Istruzione scritta:
Nelle righe seguenti cambia "tree trunk" in "fence post" e riporta tutto il resto senza modifiche.

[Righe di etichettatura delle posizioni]
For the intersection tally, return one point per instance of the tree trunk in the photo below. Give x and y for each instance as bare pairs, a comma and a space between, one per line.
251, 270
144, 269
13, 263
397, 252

Risultato finale:
For the intersection tally, return one point per instance of the fence post in the photo below. Give x and y for each instance as bare pairs, a comma and a space between, one per line.
251, 270
144, 269
13, 263
397, 252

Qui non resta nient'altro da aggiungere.